Texto selecionado →
O que disseram sobre ele
Há
quem diga que Valério Oliveira não existe. Que o poeta é pura ficção. Pois
revelo aqui, em primeira mão: conheci o VO pessoalmente. Foi em junho de
2001, quando fui a Nova York ver onde o Diabo Bush mora. Peguei o telefone
deste carioca, nascido em 1958, e liguei. Não é que ele atendeu em
português? Marcou comigo num café no 1.466 da Broadway. Mano, o cara é o
maior brother. Elogiei a sua poesia descompromissada. Nada solene.
Mandando tudo que é verso pudico à bosta. Diverte-se comendo ovo mexido e
salsicha. Sucozinho de laranja ele adora: "Venho a este café toda manhã,
escrevo uma rima e vou embora". Disse-me que estava preparando a reedição
do primeiro livro, o surpreendente Oh!. Um espanto de pressentimento. De
repente, não tive mais notícias do Valério. Nem do café. O café que ficava
bem ali, no piso térreo do World Trade Center. [Marcelino Freire] O
que mais me impressionou em Valério Oliveira quando o conheci, em um
restaurante na Gávea, há seis anos, foi seu profundo conhecimento da
tradição musical brasileira autenticamente popular. Entre um chope e outro
conversamos durante algum tempo sobre preferências poéticas comuns a
ambos: Rimbaud, Marcabru, Whitman, Cruz e Souza, Sebastião Nunes e Augusto
dos Anjos. Mas a conversa ganhou um entusiasmo fora do comum quando
passamos, ou melhor, Valério passou, a rememorar sambas e choros de
Pixinguinha, Nelson Cavaquinho, Carlos Cachaça, João Pernambuco, Zé Ketti,
Ismael Silva e Cartola. Fiquei de queixo caído ao ouvi-lo cantar, com
incrível riqueza melódica, o chorinho Noites cariocas, de Jacob do
Bandolim. Com a voz embargada, um pouco pela emoção (tão raro em caras
verdadeiramente eruditos, como ele) e outro tanto pelas canecas e mais
canecas de chope, disse que nenhum poeta brasileiro que se preze pode
desconhecer a grandeza dessa tradição poética e musical. Daí em diante
esquecemos totalmente o motivo do encontro: uma entrevista sobre a sua
própria poesia — entrevista
que, aliás, jamais foi publicada, até porque não faço a menor idéia de
aonde foi parar o gravador e as duas fitas gravadas. Só sei que terminamos
a noite trançando as pernas e batucando velhos sambas na mesa de um boteco
da Lapa. [Ademir Assunção] Esse
figuraça perfilado ou de costas dá na mesma, afinal Deus não faz recall. E
se deficiências humanas abundam, glúteos nem tanto. Valério Oliveira é
filho da bufólica Hilda Hilst com o Sebastião Nunes por inteiro. Homo
ridens dependurado numa árvore genealógica de poucos galhos intactos,
Oliveira rima e ri com fúria corrosiva dos paspalhos despencados lá
embaixo. Depois caga em cima. Uma pitada de Edward Lear para contrastar a
insolência da obra valerioliveiriana com a seriedade presumida de 99,9% da
poesia brasileira contemporânea: a vida é trágica e fútil e a única coisa
a fazer são piadas. Teto no
piso é um seriíssimo livro de poesia inteiramente composto por
anedotas, adulteração roubada de Wittgenstein, austríaco tão conhecedor do
assunto a ponto de ter a palavra wit no nome. Mais irônico ainda é o fato
de não podermos dizer que Valério Oliveira veio para ficar, pois ele mora
nos EUA. Porém é certo que suas doses desmedidas de humor fazem rebolar a
velhusca Madame Poesia e a horda de proxenetas autoritários de academias
de esquina que abundam por aí. E os glúteos? Nádegas. [Joca Reiners Terron] Meu
caro Valério: Recebi há dias o seu livro, Teto no piso, e venho agradecer,
usando palavras dele, com "afeto eletrônico". Agradeço, sobretudo, a
qualidade do texto. Sei da sua distância e relutância e repugnância
relativamente a autores consagrados e correntes literárias, mas ainda
assim gostaria de mencionar alguns que me ocorreram durante a leitura.

Registros selecionados →

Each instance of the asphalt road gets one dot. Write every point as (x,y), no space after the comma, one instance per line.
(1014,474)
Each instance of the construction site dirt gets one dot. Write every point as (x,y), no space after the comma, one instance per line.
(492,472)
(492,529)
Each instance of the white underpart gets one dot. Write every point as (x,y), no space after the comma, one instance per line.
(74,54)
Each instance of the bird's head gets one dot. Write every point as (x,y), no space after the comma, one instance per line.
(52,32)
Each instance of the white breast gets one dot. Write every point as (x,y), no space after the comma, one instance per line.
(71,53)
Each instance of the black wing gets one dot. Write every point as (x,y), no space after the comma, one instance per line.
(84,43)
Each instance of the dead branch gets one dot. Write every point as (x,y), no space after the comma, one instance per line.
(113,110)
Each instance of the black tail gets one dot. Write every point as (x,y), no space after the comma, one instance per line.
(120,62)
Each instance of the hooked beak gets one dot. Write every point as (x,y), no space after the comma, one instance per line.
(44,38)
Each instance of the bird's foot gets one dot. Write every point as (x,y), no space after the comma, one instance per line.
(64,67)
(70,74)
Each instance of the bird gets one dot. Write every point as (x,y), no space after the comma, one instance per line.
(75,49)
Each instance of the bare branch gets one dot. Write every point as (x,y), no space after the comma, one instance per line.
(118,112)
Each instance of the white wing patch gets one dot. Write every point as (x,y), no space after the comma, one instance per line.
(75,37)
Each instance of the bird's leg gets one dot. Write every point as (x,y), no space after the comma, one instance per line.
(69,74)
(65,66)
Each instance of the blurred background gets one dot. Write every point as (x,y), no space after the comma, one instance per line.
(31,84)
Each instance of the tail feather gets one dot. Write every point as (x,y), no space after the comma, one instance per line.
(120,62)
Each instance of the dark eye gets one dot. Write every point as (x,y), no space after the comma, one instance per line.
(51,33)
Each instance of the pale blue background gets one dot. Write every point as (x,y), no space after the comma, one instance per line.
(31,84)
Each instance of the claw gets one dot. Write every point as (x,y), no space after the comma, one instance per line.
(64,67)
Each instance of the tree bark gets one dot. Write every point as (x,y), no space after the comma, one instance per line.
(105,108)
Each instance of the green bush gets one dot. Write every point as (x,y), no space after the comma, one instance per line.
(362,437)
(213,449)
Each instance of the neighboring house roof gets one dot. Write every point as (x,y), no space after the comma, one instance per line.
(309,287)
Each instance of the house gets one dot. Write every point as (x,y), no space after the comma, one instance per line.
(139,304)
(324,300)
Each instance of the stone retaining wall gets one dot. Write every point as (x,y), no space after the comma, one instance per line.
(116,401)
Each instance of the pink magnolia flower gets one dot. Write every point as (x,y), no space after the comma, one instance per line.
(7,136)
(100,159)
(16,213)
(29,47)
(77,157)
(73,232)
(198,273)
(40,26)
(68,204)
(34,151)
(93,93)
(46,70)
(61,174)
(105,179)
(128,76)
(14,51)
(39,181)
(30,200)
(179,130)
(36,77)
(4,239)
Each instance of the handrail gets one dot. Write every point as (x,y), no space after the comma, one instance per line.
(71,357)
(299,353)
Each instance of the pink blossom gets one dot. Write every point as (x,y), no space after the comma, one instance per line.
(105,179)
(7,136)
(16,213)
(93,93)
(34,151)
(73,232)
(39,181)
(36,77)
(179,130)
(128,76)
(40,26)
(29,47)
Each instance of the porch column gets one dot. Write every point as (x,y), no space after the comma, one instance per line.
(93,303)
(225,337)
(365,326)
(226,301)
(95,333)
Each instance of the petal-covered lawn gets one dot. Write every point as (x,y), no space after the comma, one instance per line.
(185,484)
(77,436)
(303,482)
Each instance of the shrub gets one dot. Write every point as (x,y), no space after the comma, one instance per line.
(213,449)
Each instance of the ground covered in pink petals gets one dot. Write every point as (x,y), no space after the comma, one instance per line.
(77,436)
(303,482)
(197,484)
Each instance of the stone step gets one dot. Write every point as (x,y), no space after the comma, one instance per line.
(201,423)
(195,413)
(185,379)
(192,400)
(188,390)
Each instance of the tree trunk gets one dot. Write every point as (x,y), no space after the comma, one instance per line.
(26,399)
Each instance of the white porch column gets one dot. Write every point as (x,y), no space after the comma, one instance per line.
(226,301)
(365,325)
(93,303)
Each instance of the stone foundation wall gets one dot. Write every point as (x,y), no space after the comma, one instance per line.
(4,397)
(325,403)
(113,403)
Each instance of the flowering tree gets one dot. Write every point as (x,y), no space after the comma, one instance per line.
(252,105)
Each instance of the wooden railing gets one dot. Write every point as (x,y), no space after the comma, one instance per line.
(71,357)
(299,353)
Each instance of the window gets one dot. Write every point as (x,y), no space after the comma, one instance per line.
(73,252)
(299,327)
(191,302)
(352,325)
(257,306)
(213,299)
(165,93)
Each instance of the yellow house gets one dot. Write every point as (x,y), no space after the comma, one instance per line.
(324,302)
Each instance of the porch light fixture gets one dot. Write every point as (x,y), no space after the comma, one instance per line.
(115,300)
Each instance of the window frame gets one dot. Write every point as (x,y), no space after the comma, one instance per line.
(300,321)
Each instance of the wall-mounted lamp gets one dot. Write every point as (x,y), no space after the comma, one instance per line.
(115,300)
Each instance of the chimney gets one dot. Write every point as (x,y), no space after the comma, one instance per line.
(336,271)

Tarefa proposta → Dê continuidade ao texto de depoimentos sobre o poeta Valério Oliveira, começando logo após a última frase apresentada. Os registros não têm nenhum papel nesta atividade.

Resposta esperada →
Considero o seu livro experimental. Embora de um experimentalismo bem
diverso das sinestesias do simbolismo, do sensacionismo de Sá-Carneiro,
dos futurismos de Marinetti e, sobretudo, completamente diverso dos
experimentalismos dos ícones de cá, Melo e Castro, e de lá, Haroldo de
Campos. Todo o poeta original ousa um novo cânone literário. Alguns
providenciaram cambalhotas à letra, Pessoa, ou à escrita, Cesariny.
Falando de portugueses, claro, há experiências idênticas e assumidas,
sobretudo numa das últimas correntes norte-americanas. Face a todos esses
exemplos, direi que o seu trabalho, mais do que poético ou literário, é
lingüístico e provoca avanços e a minha admiração. Nesse esforço, utiliza
o diálogo e personagens organicamente ligadas à elaboração do texto: o
professor, o poeta, a contista. De forma perfeitamente sincronizada. Pelo
que me liga, emocionalmente até, à literatura e à lingüística, não posso
deixar de destacar esse poema fantástico que é Diálogo com a voz na minha cabeça.
Para ver e rever todo esse jogo de palavras e sons, que muda as letras de
lugar, que aproxima e conflitua as palavras criando novos sentidos.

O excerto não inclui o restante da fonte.